■ CONSIGNE DE TRAVAIL 1
Modifiez le passage de l'extrait compris entre «Qui gouverne le» et «est particulièrement sensible.», bornes incluses, en y remplaçant «Saint-Siège» par «Siège apostolique».
■ CONSIGNE DE TRAVAIL 2
D'après l'extrait, quel cardinal occupe actuellement la fonction de camerlingue ?
═══ EXTRAIT RETENU ═══
Le pape Jean Paul II, ici lors de sa visite en Suisse en juin 2004, avait repoussé au maximum les limites de la maladie | KEYSTONE/AP Photo/Heribert Proepper
Vatican

Qui dirige l’Église catholique quand le pape n'en est plus capable?

Qui gouverne le Saint-Siège quand le pape ne peut plus gouverner? La question a resurgi au moment ou le pape François a été hospitalisé pour une opération au côlon. Le Vatican étant une monarchie gouvernée par un souverain élu à vie, la question de sa santé est particulièrement sensible.

Camille Dalmas I.MEDIA

Le pape François se remet sereinement de son opération et devrait reprendre sa mission prochainement. Même si sa vie n’a pas été en danger, cet épisode fait resurgir une question récurrente ces dernières années, et pour l’heure toujours irrésolue: qui dirige l’Église catholique quand le pape n’en est plus capable?

Quand un pape meurt, les choses sont très claires d’un point de vue canonique: le pouvoir est confié, pendant la période de vacance, à un camerlingue. Ce dernier, choisi au préalable par le pontife, prend alors en charge les affaires courantes jusqu’à l’élection du nouveau pape. Aujourd’hui, si le pape François venait à mourir, ce serait le cardinal américain Kevin Farrell, actuel camerlingue, qui tiendrait, pendant quelques jours, les rênes du plus petit État du monde.

Vatican: la basilique St-Pierre dans la brume matinale | © Grégory Roth

Mais le droit canon ne prévoit pas tout. Il existe une zone grise à partir du moment où le pape rentre à l’hôpital. Dans le cas présent, le Souverain pontife est pleinement conscient et la question de la gouvernance ne se pose pas: rien ne change. «Le pape reste le pape même à l’hôpital», confie à I.MEDIA un canoniste qui a travaillé sur la question au plus au niveau et préfère rester anonyme.
═══ LIGNES RÉPERTORIÉES ═══
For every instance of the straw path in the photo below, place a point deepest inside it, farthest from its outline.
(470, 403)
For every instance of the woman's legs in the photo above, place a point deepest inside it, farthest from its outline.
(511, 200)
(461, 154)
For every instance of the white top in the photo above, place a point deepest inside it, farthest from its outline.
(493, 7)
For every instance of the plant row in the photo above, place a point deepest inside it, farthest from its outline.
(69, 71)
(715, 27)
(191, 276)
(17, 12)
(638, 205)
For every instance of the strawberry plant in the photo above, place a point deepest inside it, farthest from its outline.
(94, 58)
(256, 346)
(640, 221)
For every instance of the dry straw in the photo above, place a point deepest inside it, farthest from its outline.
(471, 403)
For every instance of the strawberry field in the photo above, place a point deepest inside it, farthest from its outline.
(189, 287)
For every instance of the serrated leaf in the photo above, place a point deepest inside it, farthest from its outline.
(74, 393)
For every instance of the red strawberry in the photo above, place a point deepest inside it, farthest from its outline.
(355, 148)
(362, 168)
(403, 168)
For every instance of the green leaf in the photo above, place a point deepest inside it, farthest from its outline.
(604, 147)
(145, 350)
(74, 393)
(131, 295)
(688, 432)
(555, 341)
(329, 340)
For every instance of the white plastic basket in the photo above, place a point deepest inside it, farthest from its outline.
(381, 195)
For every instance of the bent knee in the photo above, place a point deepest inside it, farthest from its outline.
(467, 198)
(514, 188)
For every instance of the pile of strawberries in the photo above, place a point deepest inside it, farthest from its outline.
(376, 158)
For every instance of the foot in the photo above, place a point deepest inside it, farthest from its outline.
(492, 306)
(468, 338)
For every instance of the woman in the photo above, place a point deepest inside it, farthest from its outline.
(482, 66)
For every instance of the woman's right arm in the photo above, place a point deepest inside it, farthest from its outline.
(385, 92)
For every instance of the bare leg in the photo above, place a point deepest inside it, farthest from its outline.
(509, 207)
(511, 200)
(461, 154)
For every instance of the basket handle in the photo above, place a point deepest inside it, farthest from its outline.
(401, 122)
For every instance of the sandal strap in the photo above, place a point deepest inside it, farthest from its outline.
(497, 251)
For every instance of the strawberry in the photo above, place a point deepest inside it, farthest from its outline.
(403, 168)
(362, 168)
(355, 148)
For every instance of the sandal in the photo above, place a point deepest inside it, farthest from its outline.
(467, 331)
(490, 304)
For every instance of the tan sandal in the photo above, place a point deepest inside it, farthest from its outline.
═══
■ SOLUTION RÉDIGÉE 1
Qui gouverne le Siège apostolique quand le pape ne peut plus gouverner? La question a resurgi au moment ou le pape François a été hospitalisé pour une opération au côlon. Le Vatican étant une monarchie gouvernée par un souverain élu à vie, la question de sa santé est particulièrement sensible.

■ SOLUTION RÉDIGÉE 2
Le cardinal américain Kevin Farrell.